▶ **STATED GOAL**: Convert every line of the listing below into a JSON list of strings, one string per line, and leave out the blank lines.

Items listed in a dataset
◇ ◇ ◇
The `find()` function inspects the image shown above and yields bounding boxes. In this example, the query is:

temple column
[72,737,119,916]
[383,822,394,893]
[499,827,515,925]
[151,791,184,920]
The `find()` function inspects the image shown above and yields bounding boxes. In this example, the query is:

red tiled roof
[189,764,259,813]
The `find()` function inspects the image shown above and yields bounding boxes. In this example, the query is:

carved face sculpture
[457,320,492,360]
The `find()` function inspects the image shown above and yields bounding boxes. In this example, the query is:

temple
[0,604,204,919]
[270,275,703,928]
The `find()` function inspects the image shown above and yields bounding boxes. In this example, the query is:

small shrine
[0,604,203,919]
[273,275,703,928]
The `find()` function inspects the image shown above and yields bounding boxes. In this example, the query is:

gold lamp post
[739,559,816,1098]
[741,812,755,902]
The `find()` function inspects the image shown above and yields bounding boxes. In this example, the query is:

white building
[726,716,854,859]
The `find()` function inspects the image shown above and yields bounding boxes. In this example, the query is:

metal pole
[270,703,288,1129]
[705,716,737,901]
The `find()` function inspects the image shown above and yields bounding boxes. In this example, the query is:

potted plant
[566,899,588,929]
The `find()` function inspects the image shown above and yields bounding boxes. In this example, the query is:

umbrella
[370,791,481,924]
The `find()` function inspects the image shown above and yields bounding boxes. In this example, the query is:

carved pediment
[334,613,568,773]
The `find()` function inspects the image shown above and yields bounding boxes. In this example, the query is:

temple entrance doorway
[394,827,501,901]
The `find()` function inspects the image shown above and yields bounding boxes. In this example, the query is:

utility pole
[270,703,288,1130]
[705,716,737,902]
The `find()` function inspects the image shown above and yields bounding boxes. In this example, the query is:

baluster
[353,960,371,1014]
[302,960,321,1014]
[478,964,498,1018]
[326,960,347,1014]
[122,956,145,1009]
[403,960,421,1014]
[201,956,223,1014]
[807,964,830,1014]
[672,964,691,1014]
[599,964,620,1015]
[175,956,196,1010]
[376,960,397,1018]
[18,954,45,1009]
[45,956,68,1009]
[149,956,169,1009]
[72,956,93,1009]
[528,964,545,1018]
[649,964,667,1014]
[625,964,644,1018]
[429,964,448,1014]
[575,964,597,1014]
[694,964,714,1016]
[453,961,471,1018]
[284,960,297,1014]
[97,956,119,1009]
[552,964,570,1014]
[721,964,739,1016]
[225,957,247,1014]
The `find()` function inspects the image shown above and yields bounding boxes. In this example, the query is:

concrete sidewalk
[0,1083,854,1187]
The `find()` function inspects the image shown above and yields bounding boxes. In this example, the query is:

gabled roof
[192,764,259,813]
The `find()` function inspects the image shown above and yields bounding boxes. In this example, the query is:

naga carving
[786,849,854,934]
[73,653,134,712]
◇ ◇ ◇
▶ **FINAL RESULT**:
[
  "The `find()` function inspects the image shown above and yields bounding boxes. In this example, the query is:",
  "temple column",
  "[72,737,119,916]",
  "[383,822,394,893]",
  "[499,827,515,925]",
  "[151,791,184,920]",
  "The `find()` function inspects the image shown above and yields bounding boxes. In this example, the query is:",
  "red tiled roof",
  "[189,764,259,813]",
  "The `find()` function inspects the image shown above and yields bounding boxes. In this example, the query is:",
  "carved face sculpture",
  "[457,320,492,360]",
  "The `find()` function inspects the image shown above and yields bounding boxes. In this example, the query is:",
  "temple",
  "[0,604,204,919]",
  "[270,275,703,928]",
  "The `find()` function inspects the image shown above and yields bounding boxes. In this example, the query is:",
  "small shrine",
  "[0,604,203,919]",
  "[273,275,703,928]",
  "The `find()` function inspects the image shown above and yields bounding boxes. In this example, the query is:",
  "gold lamp post",
  "[739,559,816,1098]",
  "[741,812,755,902]",
  "The `find()` function inspects the image shown above and yields bounding boxes. In this example, the query is:",
  "white building",
  "[726,716,854,859]",
  "The `find()` function inspects the image shown above and yields bounding boxes. In this example, the query is:",
  "metal pole",
  "[270,703,288,1129]",
  "[705,716,737,901]",
  "The `find()` function inspects the image shown above and yields bounding boxes. In this example, the query is:",
  "potted plant",
  "[566,899,588,929]",
  "The `find()` function inspects the image shown above and yields bounding boxes. In this example, the query is:",
  "umbrella",
  "[370,791,481,924]",
  "The `find()` function inspects the image shown above and yields bounding boxes. In this example, the query is:",
  "carved pediment",
  "[334,613,568,773]",
  "The `find()` function inspects the image shown above and yields bounding boxes. In this example, the query is:",
  "temple entrance doorway",
  "[394,827,501,901]",
  "The `find()` function inspects the image shown above and yields bounding boxes. In this example, the query is:",
  "utility pole",
  "[270,703,288,1130]",
  "[705,716,737,902]",
  "The `find()` function inspects the image shown above and yields bounding boxes. In this example, the query is:",
  "baluster",
  "[353,960,371,1014]",
  "[302,960,321,1014]",
  "[478,964,498,1018]",
  "[326,960,347,1014]",
  "[122,956,145,1009]",
  "[403,960,421,1014]",
  "[201,956,223,1014]",
  "[807,964,830,1014]",
  "[672,964,691,1014]",
  "[599,964,620,1015]",
  "[175,956,196,1010]",
  "[376,960,397,1018]",
  "[18,954,45,1009]",
  "[45,956,68,1009]",
  "[149,956,169,1009]",
  "[72,956,93,1009]",
  "[528,964,545,1018]",
  "[649,964,667,1014]",
  "[625,964,644,1018]",
  "[429,964,448,1014]",
  "[575,964,597,1014]",
  "[694,964,714,1016]",
  "[453,961,471,1018]",
  "[284,960,297,1014]",
  "[97,956,119,1009]",
  "[552,964,570,1014]",
  "[721,964,739,1016]",
  "[225,957,247,1014]",
  "The `find()` function inspects the image shown above and yields bounding boxes. In this example, the query is:",
  "concrete sidewalk",
  "[0,1083,854,1187]",
  "The `find()` function inspects the image shown above and yields bounding boxes. In this example, the query is:",
  "gabled roof",
  "[192,764,259,813]",
  "The `find()` function inspects the image shown above and yields bounding boxes. In this example, the query is:",
  "naga carving",
  "[786,849,854,934]",
  "[73,653,134,712]"
]